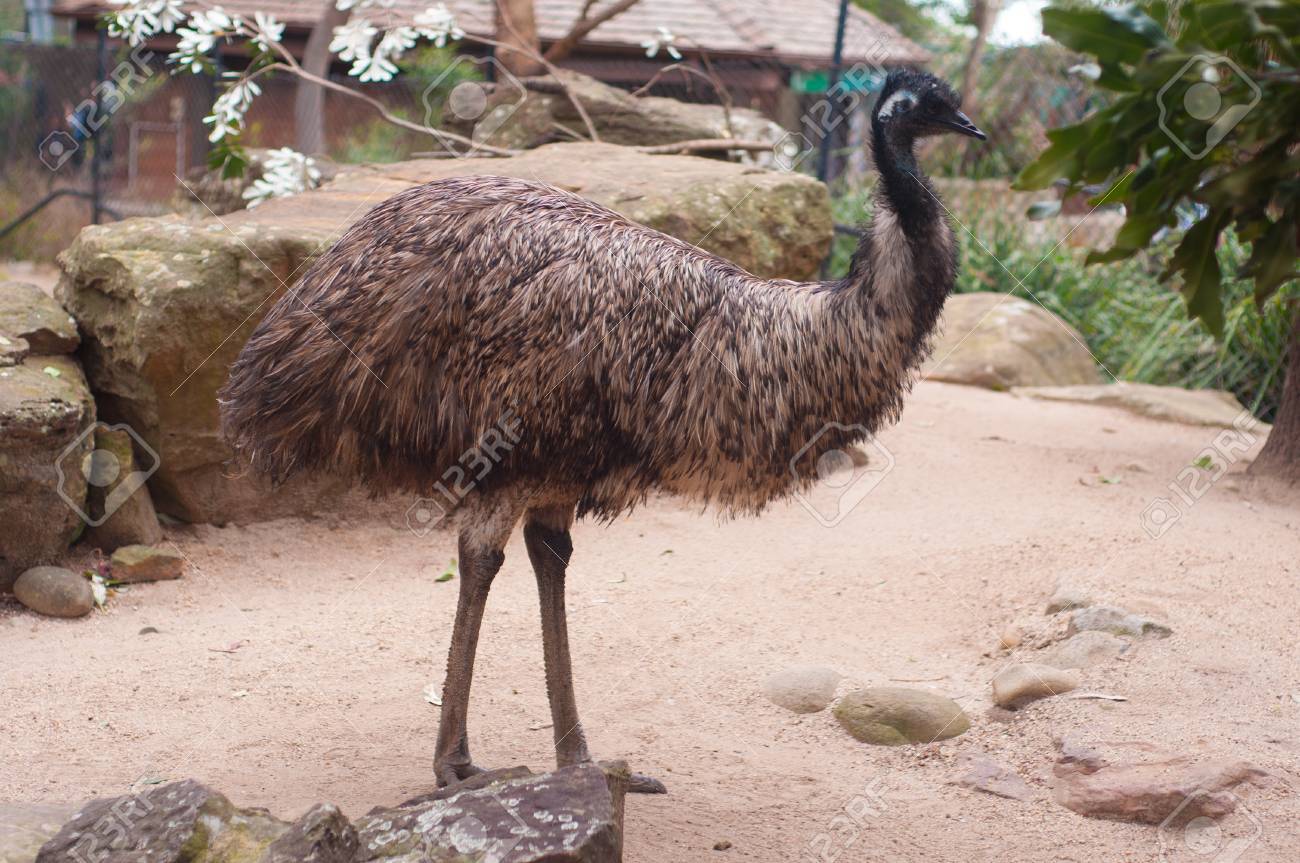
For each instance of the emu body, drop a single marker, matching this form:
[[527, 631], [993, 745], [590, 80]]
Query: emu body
[[625, 361]]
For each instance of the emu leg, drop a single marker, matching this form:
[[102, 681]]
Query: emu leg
[[549, 549], [480, 549]]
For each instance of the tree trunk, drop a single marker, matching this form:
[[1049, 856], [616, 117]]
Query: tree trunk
[[518, 26], [310, 99], [1281, 454], [983, 14]]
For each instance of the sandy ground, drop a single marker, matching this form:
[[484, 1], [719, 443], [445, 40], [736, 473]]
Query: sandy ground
[[676, 619]]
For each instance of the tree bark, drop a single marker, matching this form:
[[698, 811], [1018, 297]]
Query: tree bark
[[516, 30], [983, 14], [310, 98], [1281, 454]]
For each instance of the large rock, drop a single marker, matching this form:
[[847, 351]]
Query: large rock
[[892, 716], [117, 497], [46, 417], [29, 313], [1160, 786], [1213, 408], [1002, 342], [533, 111], [572, 815], [165, 304]]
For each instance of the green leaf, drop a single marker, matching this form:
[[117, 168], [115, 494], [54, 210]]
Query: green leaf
[[1197, 260], [1110, 35]]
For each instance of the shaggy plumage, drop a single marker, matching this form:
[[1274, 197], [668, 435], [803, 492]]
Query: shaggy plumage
[[593, 359]]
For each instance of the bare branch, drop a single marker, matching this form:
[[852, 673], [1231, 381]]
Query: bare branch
[[563, 47]]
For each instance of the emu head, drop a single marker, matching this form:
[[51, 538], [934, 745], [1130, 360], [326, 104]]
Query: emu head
[[917, 104]]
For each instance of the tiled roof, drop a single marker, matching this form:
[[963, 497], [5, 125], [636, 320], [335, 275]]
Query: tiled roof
[[798, 31]]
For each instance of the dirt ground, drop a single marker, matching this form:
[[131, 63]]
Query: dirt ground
[[287, 666]]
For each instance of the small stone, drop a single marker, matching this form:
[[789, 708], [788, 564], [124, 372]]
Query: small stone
[[1028, 681], [146, 563], [55, 592], [1084, 650], [1067, 598], [984, 775], [1117, 621], [892, 716], [804, 689]]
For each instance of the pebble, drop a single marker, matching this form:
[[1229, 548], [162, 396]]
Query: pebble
[[1117, 621], [892, 716], [55, 592], [1084, 650], [1023, 682], [802, 689]]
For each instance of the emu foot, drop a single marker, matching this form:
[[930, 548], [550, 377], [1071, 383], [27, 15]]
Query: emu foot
[[453, 772]]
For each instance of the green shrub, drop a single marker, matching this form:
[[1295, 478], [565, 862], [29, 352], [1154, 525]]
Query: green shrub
[[1136, 328]]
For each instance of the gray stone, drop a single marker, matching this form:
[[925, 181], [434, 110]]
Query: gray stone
[[165, 304], [571, 815], [46, 411], [1001, 342], [146, 563], [1022, 682], [55, 592], [174, 823], [1117, 621], [29, 313], [1067, 598], [320, 836], [117, 497], [804, 689], [1084, 650], [892, 716], [984, 775]]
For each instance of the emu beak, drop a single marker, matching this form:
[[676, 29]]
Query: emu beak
[[962, 125]]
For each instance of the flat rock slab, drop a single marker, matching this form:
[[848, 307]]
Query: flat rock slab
[[1170, 403], [1002, 342], [1162, 785], [571, 815], [893, 715]]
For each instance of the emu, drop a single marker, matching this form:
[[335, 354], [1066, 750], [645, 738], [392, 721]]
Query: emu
[[623, 361]]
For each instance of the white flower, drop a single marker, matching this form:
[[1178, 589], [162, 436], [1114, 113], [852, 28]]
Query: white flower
[[268, 30], [285, 172], [229, 109], [664, 40], [437, 25], [373, 68], [352, 40]]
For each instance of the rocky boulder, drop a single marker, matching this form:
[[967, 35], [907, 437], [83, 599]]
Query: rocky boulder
[[1213, 408], [1002, 342], [29, 313], [165, 304], [537, 111], [572, 815], [46, 419]]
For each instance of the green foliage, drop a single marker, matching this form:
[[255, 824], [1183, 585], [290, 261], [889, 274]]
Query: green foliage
[[1183, 146], [1134, 325]]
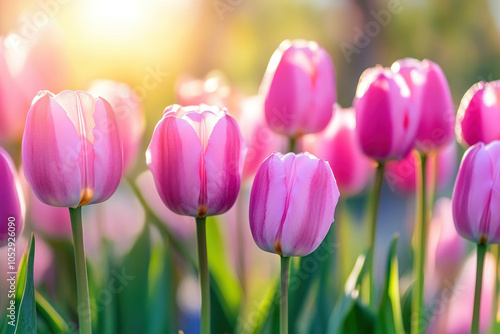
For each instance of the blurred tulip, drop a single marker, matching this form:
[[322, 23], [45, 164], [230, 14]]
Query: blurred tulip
[[445, 248], [476, 196], [479, 114], [12, 204], [71, 149], [453, 306], [292, 203], [261, 141], [181, 226], [129, 115], [401, 175], [432, 97], [26, 67], [338, 145], [196, 156], [212, 90], [386, 120], [299, 88]]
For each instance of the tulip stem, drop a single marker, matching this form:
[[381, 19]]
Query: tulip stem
[[372, 216], [421, 245], [285, 273], [204, 275], [481, 252], [292, 144], [82, 286]]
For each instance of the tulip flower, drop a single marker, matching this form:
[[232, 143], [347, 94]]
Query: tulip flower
[[401, 175], [292, 206], [475, 209], [12, 203], [431, 95], [129, 115], [299, 88], [386, 120], [72, 156], [196, 156], [479, 114], [338, 145]]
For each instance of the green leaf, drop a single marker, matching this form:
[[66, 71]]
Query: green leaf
[[26, 323], [224, 285], [348, 303], [390, 320], [130, 282]]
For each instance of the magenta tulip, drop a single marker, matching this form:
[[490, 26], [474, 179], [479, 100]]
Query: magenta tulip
[[12, 201], [196, 156], [431, 95], [129, 115], [292, 203], [338, 145], [386, 120], [401, 175], [299, 88], [479, 114], [476, 196], [71, 149]]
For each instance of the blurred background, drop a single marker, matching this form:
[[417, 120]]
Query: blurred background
[[154, 46]]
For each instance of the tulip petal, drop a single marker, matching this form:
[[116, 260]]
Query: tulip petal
[[310, 212], [224, 159], [51, 148], [173, 157], [267, 202], [108, 162]]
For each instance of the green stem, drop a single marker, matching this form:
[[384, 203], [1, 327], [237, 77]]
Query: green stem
[[421, 245], [204, 275], [285, 273], [292, 144], [82, 286], [372, 216], [481, 251]]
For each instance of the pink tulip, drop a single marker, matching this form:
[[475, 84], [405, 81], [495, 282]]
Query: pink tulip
[[27, 66], [299, 86], [400, 175], [386, 120], [181, 226], [445, 248], [475, 198], [261, 140], [71, 149], [338, 145], [129, 115], [196, 156], [479, 114], [452, 313], [292, 203], [12, 201], [432, 97]]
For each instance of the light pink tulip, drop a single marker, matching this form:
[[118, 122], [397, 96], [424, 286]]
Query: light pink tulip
[[196, 156], [181, 226], [475, 198], [386, 120], [129, 115], [401, 176], [261, 140], [479, 114], [452, 313], [432, 97], [292, 203], [71, 149], [338, 145], [299, 88], [12, 204]]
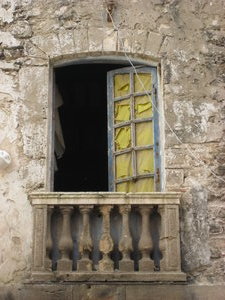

▸ **REQUIREMENTS**
Update the lines from the one containing "For each instance of the blurred tulip, drop" through the one containing "120], [299, 88]]" by swapping "blurred tulip" for "out-of-focus tulip". Leave everything else unchanged, and return only those lines.

▸ **ANSWER FOR THE TASK**
For each instance of the out-of-focus tulip, drop a single marker, matching this form:
[[322, 23], [45, 164], [230, 14]]
Query: out-of-focus tulip
[[445, 248], [476, 196], [479, 114], [12, 204], [71, 149], [453, 306], [292, 203], [261, 141], [181, 226], [129, 115], [401, 175], [432, 97], [26, 67], [338, 145], [196, 156], [212, 90], [386, 120], [299, 88]]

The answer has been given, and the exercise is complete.